> **Quoted passage**
/BackupGitHub

Primary LanguagePythonMIT LicenseMIT

GitHub Account Backup Script

A comprehensive Python script to backup your entire GitHub account including all original repositories (excluding forks) and gists to local storage.

Features

  • Complete Repository Backup: Clones all your original repositories with full history
  • Gist Backup: Downloads all your gists with metadata
  • Branch & Tag Support: Backs up all branches and tags
  • Fork Filtering: Excludes forked repositories, only backs up originals
  • Metadata Preservation: Saves comprehensive metadata for repositories and gists
  • Date Organization: Organizes backups by date and time
  • Progress Tracking: Real-time progress updates during backup
  • Comprehensive Logging: All output logged to both console and backup.log file
  • Submodule Handling: Submodules are NOT resolved to keep backup size manageable
  • Gist Organization: Gists sorted by creation date with folders named YYYY-MM-DD_gist_id
  • Automatic Compression: Creates zip archive of backup (can be disabled with --no-zip)

Prerequisites

  1. Git: Must be installed and available in your system PATH
  2. Python 3.7+: Required for the script
  3. GitHub Personal Access Token: For API authentication

Creating a GitHub Personal Access Token

  1. Go to GitHub Settings -> Developer settings -> Personal access tokens
  2. Click "Generate new token" (classic)
  3. Give it a name like "GitHub Backup Script"
  4. Select the following scopes:
    • repo (Full control of private repositories)
    • gist (Access to gists)
    • user (Access to user profile information)
  5. Click "Generate token" and copy the token

Installation

  1. Clone or download this repository
  2. Install the required Python packages:
    pip install -r requirements.txt

Usage

Basic Usage with .token file (Recommended)

  1. Create a .token file in the same directory as the script:

    echo "your_github_token_here" > .token
  2. Run the backup:

    python github_backup.py

Alternative: Command Line Token

python github_backup.py --token YOUR_GITHUB_TOKEN

Backup Specific User (if you have access)

python github_backup.py --username TARGET_USERNAME

Disable Compression

python github_backup.py --no-zip

Command Line Options

  • --token (optional): Your GitHub personal access token (not needed if .token file exists)
  • --username (optional): Target username to backup (defaults to authenticated user)
  • --no-zip (optional): Disable zip compression of backup (compression enabled by default)

Note: The script will first try to use the token from --token argument, then fall back to reading from .token file if no argument is provided.

Output Structure

The script creates a backup directory structure like this:

backup/
├── 2024-01-15_14-30-22.zip        # Compressed backup archive (if enabled)
└── 2024-01-15_14-30-22/           # Backup timestamp
    ├── backup_summary.json        # Overall backup summary (includes compression info)

> **Raw records**
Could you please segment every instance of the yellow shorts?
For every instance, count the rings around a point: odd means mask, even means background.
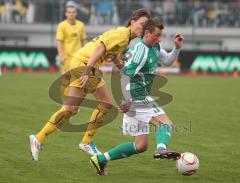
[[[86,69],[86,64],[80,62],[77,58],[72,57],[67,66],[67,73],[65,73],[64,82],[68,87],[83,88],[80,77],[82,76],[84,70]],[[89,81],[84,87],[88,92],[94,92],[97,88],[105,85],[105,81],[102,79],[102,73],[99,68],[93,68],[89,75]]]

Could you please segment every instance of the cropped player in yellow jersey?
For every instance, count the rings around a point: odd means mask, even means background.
==
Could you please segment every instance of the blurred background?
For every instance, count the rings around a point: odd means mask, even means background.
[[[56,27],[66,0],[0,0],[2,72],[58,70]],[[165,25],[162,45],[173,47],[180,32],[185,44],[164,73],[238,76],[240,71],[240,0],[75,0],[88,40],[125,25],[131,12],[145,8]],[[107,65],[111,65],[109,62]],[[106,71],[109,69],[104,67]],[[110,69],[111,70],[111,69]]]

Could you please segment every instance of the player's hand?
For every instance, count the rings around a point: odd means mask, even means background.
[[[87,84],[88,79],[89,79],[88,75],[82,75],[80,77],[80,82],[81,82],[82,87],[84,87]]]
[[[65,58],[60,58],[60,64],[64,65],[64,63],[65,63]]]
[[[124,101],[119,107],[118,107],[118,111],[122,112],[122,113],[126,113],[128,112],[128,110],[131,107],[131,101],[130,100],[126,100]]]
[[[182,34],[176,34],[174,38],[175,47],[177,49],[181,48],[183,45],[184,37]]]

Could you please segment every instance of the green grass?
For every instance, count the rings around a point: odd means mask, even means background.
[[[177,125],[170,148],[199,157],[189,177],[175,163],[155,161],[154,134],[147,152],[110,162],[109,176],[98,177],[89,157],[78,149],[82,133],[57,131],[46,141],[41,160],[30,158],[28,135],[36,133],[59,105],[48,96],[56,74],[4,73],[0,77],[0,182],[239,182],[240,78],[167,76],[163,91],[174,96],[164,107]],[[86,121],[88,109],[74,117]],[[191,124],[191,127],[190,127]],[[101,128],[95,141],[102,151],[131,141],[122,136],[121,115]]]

> **Goals**
- 1) Using the GitHub backup script README, answer these:
(a) Which version of Python does the script require?
(b) Which three scopes should be selected when creating the personal access token?
(c) Which command-line option turns off compression of the backup?
- 2) Proceed with the GitHub backup script README, picking up right after its last line.

> **Task-by-task answers**
- 1)
(a) Python 3.7 or later.
(b) repo, gist, and user.
(c) --no-zip

- 2)
    ├── backup.log                 # Complete backup log with timestamps
    ├── repositories/               # All repositories
    │   ├── repositories_summary.json
    │   ├── repo1/
    │   │   ├── repo_metadata.json  # Repository metadata
    │   │   └── [repository files]  # Full git repository
    │   └── repo2/
    │       ├── repo_metadata.json
    │       └── [repository files]
    └── gists/                      # All gists (sorted by creation date)
        ├── gists_summary.json
        ├── 2020-05-15_abc123def456/    # YYYY-MM-DD_gist_id format
        │   ├── gist_metadata.json      # Gist metadata
        │   └── [gist files]            # Gist content files
        └── 2023-12-01_fed654cba321/
            ├── gist_metadata.json
            └── [gist files]

What Gets Backed Up

Repositories (Original Only)

  • [YES] Full git history and all commits
  • [YES] All branches and tags
  • [NO] Submodules (not resolved to keep backup size manageable)
  • [YES] Repository metadata (description, language, stars, etc.)
  • [YES] Topics and license information
  • [NO] Forked repositories (filtered out)

Gists

  • [YES] All gist files and content
  • [YES] Gist metadata (description, public/private status, etc.)
  • [YES] File information (language, size, type)
  • [YES] Sorted by creation date (oldest first)
  • [YES] Folder names include creation date: YYYY-MM-DD_gist_id

Metadata Files

Each backup includes comprehensive metadata:

Repository Metadata (repo_metadata.json)

  • Repository details (name, description, URLs)
  • Statistics (stars, forks, watchers, issues)
  • Dates (created, updated, last push)
  • Branches and tags list
  • Programming languages used
  • Topics and license information

Gist Metadata (gist_metadata.json)

  • Gist ID and description
  • Public/private status
  • File information and languages
  • Creation and update dates

Error Handling

The script includes robust error handling:

  • Continues backup process even if individual repositories fail
  • Logs detailed error messages for troubleshooting
  • Validates prerequisites before starting
  • Graceful handling of rate limits and network issues

Security Notes

  • Your GitHub token is used only for API authentication
  • Tokens are not stored or logged anywhere (except in your local .token file)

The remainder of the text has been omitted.